▽
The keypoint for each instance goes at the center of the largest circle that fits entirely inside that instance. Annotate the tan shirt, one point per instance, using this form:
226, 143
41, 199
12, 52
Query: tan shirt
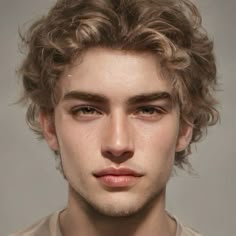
49, 226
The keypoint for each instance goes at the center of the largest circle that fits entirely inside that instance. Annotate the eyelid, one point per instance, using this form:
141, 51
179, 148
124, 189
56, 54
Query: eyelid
78, 108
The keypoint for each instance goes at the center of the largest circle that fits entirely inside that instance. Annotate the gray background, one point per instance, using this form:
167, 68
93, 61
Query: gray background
31, 187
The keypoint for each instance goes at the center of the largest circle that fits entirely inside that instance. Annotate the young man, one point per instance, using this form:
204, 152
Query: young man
119, 89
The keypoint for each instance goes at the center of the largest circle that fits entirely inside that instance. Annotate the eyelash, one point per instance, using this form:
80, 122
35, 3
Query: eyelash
86, 110
152, 109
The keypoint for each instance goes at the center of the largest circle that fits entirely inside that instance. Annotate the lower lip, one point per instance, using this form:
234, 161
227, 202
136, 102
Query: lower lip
118, 180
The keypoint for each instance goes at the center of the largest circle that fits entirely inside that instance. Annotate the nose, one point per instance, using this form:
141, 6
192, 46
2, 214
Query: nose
117, 143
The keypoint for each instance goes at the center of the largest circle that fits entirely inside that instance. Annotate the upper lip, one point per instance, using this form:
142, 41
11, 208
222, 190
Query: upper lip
117, 172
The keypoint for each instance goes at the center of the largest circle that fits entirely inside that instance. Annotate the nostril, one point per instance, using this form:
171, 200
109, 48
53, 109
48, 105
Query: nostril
117, 156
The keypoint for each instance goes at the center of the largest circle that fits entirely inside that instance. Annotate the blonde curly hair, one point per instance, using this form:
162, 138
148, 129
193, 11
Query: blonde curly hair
171, 29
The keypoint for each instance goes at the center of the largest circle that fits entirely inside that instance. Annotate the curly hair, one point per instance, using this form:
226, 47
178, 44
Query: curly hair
171, 29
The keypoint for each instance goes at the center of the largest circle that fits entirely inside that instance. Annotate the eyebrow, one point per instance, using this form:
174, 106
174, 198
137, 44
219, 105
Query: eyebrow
98, 98
150, 97
85, 96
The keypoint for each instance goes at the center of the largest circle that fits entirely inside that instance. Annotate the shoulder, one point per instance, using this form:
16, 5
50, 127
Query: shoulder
187, 231
47, 226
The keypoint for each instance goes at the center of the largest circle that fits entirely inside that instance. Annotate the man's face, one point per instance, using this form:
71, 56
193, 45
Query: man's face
117, 130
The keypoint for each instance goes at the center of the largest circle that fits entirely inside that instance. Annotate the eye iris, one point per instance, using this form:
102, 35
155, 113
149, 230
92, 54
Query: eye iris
148, 110
88, 110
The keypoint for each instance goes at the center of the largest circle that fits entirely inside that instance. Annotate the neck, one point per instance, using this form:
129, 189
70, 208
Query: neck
80, 219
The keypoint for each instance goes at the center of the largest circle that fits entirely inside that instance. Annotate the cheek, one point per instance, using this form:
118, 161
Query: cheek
160, 136
77, 141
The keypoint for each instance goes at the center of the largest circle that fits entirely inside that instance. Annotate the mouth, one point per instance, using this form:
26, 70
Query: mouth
118, 178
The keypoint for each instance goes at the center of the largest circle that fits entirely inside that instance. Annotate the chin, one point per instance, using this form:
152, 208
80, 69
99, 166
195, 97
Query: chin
120, 204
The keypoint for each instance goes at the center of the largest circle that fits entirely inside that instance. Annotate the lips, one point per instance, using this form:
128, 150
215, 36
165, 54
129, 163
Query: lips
115, 178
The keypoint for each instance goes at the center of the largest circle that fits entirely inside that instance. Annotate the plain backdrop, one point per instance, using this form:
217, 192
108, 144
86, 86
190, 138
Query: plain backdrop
△
Goal of the exercise: Among the lines above, find those with the word "plain" and list them.

Worked solution:
The keypoint for each instance goes at the center of the largest circle that fits entirely inside that instance. Annotate the plain backdrop, one point per instance, using this form:
Query: plain backdrop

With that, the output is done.